[Document section]

Her experience in the Philippines has served her well since putting on a UN mediator’s hat in 2018. Mediation advisers – she is the only one from Asia – are deployed by the UN to give advice on issues around mediation and preventive diplomacy, to UN envoys, peace operations and teams.
‘The mediators do not lead the way, the (negotiating) parties do. So, mediators have to play a role by helping remove some of the obstacles, and also be some kind of a bridge, and sometimes also a sounding board for the negotiators’, she stressed.
Different Roles, Same Skills
‘They (mediators and negotiators) are different roles, but there are some common diplomatic skills required. Negotiators need diplomatic skills because without those, nothing can really move forward. Mediators also need the same toolbox’, said Coronel-Ferrer, a political science professor at the University of the Philippines who says she is ‘assertive, but not combative’.
Asked which conflicts in Southeast Asia are most complicated, she replied: ‘Each conflict has its complexity.’ In southern Thailand, part of the challenge lies in understanding the nature of different rebel groups in that country’s Muslim communities, she explains. Myanmar, which has come under fire for its treatment of the Rohingya minority, has a mix of ethnic groups with long histories of war against the state.

[/Document section]
[Excerpted data]

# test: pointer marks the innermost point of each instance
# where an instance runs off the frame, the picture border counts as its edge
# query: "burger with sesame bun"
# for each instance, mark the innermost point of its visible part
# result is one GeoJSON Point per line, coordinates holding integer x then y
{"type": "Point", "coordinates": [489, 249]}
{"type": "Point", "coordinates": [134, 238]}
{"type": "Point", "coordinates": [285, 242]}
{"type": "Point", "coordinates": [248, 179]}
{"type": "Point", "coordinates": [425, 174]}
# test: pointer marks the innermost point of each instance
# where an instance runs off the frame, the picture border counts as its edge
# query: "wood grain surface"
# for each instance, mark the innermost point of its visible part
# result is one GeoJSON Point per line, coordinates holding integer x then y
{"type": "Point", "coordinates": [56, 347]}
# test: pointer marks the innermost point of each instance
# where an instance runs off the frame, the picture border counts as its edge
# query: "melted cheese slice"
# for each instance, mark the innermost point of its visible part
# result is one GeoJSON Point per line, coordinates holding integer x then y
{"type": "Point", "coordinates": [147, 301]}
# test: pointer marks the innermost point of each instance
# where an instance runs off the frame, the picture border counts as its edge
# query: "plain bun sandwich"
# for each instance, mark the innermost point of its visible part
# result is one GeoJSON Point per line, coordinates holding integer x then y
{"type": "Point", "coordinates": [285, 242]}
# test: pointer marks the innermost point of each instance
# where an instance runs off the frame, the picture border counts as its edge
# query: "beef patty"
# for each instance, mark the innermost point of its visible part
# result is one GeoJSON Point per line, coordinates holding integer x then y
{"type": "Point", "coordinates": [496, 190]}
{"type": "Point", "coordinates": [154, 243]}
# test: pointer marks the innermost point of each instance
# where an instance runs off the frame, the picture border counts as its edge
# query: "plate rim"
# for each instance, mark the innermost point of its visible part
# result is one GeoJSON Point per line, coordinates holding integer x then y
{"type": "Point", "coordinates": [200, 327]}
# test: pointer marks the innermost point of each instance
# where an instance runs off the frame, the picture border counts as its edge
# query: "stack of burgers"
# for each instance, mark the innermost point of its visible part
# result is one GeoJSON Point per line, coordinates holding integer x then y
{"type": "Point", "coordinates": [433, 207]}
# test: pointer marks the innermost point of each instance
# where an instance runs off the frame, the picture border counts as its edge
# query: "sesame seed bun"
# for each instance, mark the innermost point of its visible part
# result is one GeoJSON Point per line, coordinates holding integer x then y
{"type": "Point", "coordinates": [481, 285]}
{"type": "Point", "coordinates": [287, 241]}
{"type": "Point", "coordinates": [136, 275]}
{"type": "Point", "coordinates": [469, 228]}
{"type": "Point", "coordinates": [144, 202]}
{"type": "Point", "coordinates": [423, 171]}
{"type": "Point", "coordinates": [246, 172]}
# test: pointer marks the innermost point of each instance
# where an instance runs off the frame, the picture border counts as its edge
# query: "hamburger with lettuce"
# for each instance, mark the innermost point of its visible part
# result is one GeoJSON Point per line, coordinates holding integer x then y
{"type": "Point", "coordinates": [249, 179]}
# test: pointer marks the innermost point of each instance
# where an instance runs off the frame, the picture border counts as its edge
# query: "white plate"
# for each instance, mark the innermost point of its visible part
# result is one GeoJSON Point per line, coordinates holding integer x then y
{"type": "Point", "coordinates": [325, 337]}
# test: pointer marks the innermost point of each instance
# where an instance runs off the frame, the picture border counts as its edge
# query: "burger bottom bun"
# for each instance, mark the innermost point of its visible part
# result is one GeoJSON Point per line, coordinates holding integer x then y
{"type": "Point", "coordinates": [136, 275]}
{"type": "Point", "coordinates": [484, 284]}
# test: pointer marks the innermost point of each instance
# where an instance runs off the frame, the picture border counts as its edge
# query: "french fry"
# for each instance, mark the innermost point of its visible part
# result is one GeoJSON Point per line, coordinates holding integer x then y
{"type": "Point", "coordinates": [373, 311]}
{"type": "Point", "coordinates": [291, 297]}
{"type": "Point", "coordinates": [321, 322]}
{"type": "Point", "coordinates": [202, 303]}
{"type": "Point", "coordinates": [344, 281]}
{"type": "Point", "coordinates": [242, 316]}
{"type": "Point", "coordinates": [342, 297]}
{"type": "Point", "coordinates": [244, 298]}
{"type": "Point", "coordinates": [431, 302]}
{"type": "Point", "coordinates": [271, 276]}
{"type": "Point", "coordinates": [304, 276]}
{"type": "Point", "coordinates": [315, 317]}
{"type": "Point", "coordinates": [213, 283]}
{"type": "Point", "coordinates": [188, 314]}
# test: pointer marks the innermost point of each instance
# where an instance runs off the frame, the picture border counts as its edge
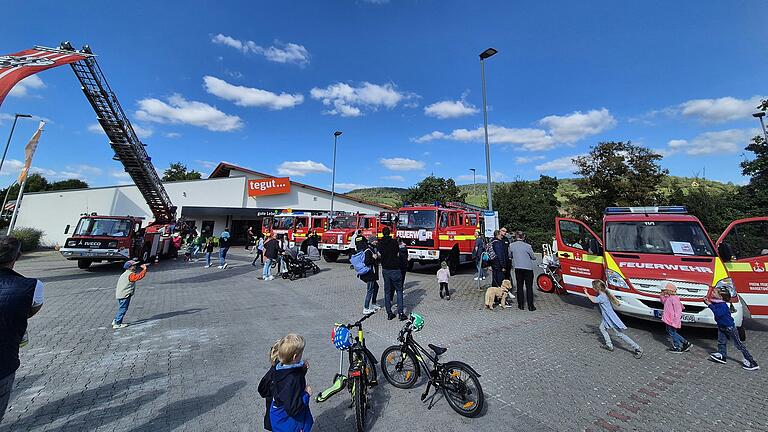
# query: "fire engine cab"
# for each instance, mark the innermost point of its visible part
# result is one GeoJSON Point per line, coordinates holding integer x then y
{"type": "Point", "coordinates": [435, 233]}
{"type": "Point", "coordinates": [338, 239]}
{"type": "Point", "coordinates": [643, 247]}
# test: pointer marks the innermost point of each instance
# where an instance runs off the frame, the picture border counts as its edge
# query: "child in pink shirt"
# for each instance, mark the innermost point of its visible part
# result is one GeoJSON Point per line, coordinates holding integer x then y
{"type": "Point", "coordinates": [673, 312]}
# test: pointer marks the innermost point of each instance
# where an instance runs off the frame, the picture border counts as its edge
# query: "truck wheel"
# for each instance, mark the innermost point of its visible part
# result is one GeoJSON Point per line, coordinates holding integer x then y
{"type": "Point", "coordinates": [330, 256]}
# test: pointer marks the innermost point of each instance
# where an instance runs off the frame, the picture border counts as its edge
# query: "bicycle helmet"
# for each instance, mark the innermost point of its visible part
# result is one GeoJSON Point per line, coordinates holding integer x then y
{"type": "Point", "coordinates": [341, 338]}
{"type": "Point", "coordinates": [418, 322]}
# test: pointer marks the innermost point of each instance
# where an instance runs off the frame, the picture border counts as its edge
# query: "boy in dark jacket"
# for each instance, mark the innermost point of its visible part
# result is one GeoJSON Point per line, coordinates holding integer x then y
{"type": "Point", "coordinates": [718, 300]}
{"type": "Point", "coordinates": [289, 390]}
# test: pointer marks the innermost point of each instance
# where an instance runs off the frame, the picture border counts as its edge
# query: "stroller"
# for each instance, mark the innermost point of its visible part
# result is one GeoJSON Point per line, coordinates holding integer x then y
{"type": "Point", "coordinates": [297, 264]}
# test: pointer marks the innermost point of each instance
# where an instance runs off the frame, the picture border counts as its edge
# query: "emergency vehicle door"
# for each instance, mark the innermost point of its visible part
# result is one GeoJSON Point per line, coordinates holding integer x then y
{"type": "Point", "coordinates": [743, 247]}
{"type": "Point", "coordinates": [580, 253]}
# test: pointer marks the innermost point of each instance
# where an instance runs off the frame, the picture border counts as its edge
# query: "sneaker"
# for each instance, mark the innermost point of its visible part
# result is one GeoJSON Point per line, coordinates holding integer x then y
{"type": "Point", "coordinates": [749, 365]}
{"type": "Point", "coordinates": [717, 358]}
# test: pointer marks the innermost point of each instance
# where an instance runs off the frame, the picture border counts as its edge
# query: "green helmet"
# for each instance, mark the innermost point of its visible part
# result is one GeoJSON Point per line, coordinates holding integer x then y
{"type": "Point", "coordinates": [418, 322]}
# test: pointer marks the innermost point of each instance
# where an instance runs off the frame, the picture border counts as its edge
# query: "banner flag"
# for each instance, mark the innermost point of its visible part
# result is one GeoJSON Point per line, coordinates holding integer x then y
{"type": "Point", "coordinates": [29, 151]}
{"type": "Point", "coordinates": [16, 67]}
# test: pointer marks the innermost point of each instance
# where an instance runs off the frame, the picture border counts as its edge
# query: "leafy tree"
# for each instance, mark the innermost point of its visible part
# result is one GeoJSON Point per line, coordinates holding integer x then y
{"type": "Point", "coordinates": [433, 189]}
{"type": "Point", "coordinates": [68, 184]}
{"type": "Point", "coordinates": [529, 206]}
{"type": "Point", "coordinates": [616, 174]}
{"type": "Point", "coordinates": [178, 171]}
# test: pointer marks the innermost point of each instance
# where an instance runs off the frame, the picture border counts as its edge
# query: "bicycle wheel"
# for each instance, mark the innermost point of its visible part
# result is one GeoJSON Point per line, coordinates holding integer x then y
{"type": "Point", "coordinates": [462, 389]}
{"type": "Point", "coordinates": [399, 367]}
{"type": "Point", "coordinates": [359, 400]}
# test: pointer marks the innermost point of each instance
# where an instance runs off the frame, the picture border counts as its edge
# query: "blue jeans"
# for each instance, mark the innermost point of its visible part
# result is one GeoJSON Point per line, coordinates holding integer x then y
{"type": "Point", "coordinates": [392, 283]}
{"type": "Point", "coordinates": [677, 340]}
{"type": "Point", "coordinates": [122, 308]}
{"type": "Point", "coordinates": [371, 293]}
{"type": "Point", "coordinates": [725, 333]}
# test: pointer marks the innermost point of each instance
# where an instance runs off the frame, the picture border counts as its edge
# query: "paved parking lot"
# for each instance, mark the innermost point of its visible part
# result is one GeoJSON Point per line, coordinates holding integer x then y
{"type": "Point", "coordinates": [197, 347]}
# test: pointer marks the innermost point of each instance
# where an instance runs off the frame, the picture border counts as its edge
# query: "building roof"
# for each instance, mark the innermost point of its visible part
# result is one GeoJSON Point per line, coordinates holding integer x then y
{"type": "Point", "coordinates": [223, 169]}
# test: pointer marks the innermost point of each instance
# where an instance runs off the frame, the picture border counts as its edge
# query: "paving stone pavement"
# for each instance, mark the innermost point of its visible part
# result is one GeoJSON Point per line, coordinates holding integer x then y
{"type": "Point", "coordinates": [198, 341]}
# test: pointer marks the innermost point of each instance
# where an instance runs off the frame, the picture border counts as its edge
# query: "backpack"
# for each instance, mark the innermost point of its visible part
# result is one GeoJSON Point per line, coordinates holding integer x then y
{"type": "Point", "coordinates": [358, 263]}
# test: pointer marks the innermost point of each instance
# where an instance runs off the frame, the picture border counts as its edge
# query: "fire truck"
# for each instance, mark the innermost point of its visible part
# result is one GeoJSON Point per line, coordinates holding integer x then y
{"type": "Point", "coordinates": [641, 248]}
{"type": "Point", "coordinates": [294, 227]}
{"type": "Point", "coordinates": [435, 233]}
{"type": "Point", "coordinates": [338, 239]}
{"type": "Point", "coordinates": [98, 238]}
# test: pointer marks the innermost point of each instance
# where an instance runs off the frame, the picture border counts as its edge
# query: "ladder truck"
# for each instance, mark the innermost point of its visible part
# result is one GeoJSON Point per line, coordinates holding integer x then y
{"type": "Point", "coordinates": [98, 238]}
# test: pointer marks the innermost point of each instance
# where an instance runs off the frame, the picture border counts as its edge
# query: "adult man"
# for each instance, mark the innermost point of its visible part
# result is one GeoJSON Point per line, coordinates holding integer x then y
{"type": "Point", "coordinates": [126, 285]}
{"type": "Point", "coordinates": [20, 298]}
{"type": "Point", "coordinates": [502, 258]}
{"type": "Point", "coordinates": [522, 255]}
{"type": "Point", "coordinates": [390, 265]}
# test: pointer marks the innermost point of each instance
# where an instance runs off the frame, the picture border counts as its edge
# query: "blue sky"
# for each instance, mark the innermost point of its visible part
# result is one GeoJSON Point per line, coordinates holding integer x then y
{"type": "Point", "coordinates": [265, 85]}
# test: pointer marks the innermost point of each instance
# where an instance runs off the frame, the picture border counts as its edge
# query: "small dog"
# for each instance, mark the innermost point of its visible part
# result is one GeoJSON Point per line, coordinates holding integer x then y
{"type": "Point", "coordinates": [497, 293]}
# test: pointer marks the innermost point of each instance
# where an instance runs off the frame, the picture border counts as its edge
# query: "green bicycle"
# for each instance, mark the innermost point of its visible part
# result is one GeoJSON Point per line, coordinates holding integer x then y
{"type": "Point", "coordinates": [361, 374]}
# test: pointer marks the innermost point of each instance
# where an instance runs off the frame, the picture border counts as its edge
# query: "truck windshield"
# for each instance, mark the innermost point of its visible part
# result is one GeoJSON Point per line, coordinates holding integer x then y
{"type": "Point", "coordinates": [103, 227]}
{"type": "Point", "coordinates": [416, 219]}
{"type": "Point", "coordinates": [344, 222]}
{"type": "Point", "coordinates": [658, 237]}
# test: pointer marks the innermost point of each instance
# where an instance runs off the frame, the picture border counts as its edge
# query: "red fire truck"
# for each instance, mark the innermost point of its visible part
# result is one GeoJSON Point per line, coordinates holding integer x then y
{"type": "Point", "coordinates": [99, 238]}
{"type": "Point", "coordinates": [643, 247]}
{"type": "Point", "coordinates": [294, 227]}
{"type": "Point", "coordinates": [435, 233]}
{"type": "Point", "coordinates": [338, 240]}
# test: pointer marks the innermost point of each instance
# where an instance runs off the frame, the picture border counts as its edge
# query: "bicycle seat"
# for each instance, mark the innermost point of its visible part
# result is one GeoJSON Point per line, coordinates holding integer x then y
{"type": "Point", "coordinates": [438, 350]}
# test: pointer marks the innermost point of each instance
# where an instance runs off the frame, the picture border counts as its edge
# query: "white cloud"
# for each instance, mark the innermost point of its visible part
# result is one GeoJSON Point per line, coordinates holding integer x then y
{"type": "Point", "coordinates": [562, 165]}
{"type": "Point", "coordinates": [577, 125]}
{"type": "Point", "coordinates": [450, 109]}
{"type": "Point", "coordinates": [23, 87]}
{"type": "Point", "coordinates": [402, 164]}
{"type": "Point", "coordinates": [301, 168]}
{"type": "Point", "coordinates": [349, 101]}
{"type": "Point", "coordinates": [719, 142]}
{"type": "Point", "coordinates": [278, 53]}
{"type": "Point", "coordinates": [527, 159]}
{"type": "Point", "coordinates": [180, 110]}
{"type": "Point", "coordinates": [249, 96]}
{"type": "Point", "coordinates": [720, 110]}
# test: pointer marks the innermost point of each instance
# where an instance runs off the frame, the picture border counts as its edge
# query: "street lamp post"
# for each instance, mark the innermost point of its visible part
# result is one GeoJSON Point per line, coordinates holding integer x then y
{"type": "Point", "coordinates": [333, 181]}
{"type": "Point", "coordinates": [759, 115]}
{"type": "Point", "coordinates": [484, 55]}
{"type": "Point", "coordinates": [8, 143]}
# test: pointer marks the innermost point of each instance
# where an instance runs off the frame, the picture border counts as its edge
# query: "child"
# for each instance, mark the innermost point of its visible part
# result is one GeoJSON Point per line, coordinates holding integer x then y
{"type": "Point", "coordinates": [673, 312]}
{"type": "Point", "coordinates": [208, 251]}
{"type": "Point", "coordinates": [290, 393]}
{"type": "Point", "coordinates": [717, 300]}
{"type": "Point", "coordinates": [606, 300]}
{"type": "Point", "coordinates": [442, 277]}
{"type": "Point", "coordinates": [266, 381]}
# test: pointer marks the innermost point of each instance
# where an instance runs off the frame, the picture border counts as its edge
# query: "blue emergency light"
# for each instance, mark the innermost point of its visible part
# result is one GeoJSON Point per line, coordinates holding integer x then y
{"type": "Point", "coordinates": [646, 210]}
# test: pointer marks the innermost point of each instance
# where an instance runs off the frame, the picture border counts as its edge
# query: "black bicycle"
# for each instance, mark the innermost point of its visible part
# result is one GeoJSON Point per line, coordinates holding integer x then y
{"type": "Point", "coordinates": [361, 374]}
{"type": "Point", "coordinates": [460, 384]}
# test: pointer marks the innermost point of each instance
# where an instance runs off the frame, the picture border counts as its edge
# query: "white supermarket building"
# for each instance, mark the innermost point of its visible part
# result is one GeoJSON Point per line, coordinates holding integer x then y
{"type": "Point", "coordinates": [231, 197]}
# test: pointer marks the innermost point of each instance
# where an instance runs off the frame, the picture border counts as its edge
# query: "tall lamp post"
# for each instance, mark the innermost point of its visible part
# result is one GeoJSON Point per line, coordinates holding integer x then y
{"type": "Point", "coordinates": [333, 181]}
{"type": "Point", "coordinates": [759, 115]}
{"type": "Point", "coordinates": [484, 55]}
{"type": "Point", "coordinates": [8, 143]}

[/Excerpted data]

### Tasks to perform
• 1. In the passage about the UN mediation adviser, copy the text beginning at the words "Asked which conflicts" and stopping after "against the state.", swapping "rebel groups" for "armed groups".
• 2. Please condense the paragraph beginning "Asked which conflicts" in the passage about the UN mediation adviser into a short bulleted list that keeps its main facts.

### Expected outputs
• 1.
Asked which conflicts in Southeast Asia are most complicated, she replied: ‘Each conflict has its complexity.’ In southern Thailand, part of the challenge lies in understanding the nature of different armed groups in that country’s Muslim communities, she explains. Myanmar, which has come under fire for its treatment of the Rohingya minority, has a mix of ethnic groups with long histories of war against the state.

• 2.
- Asked which conflicts in Southeast Asia are most complicated, she said each conflict has its own complexity.
- In southern Thailand, part of the challenge is understanding the nature of the different rebel groups in the country's Muslim communities.
- Myanmar has faced criticism for its treatment of the Rohingya minority. It has a mix of ethnic groups with long histories of war against the state.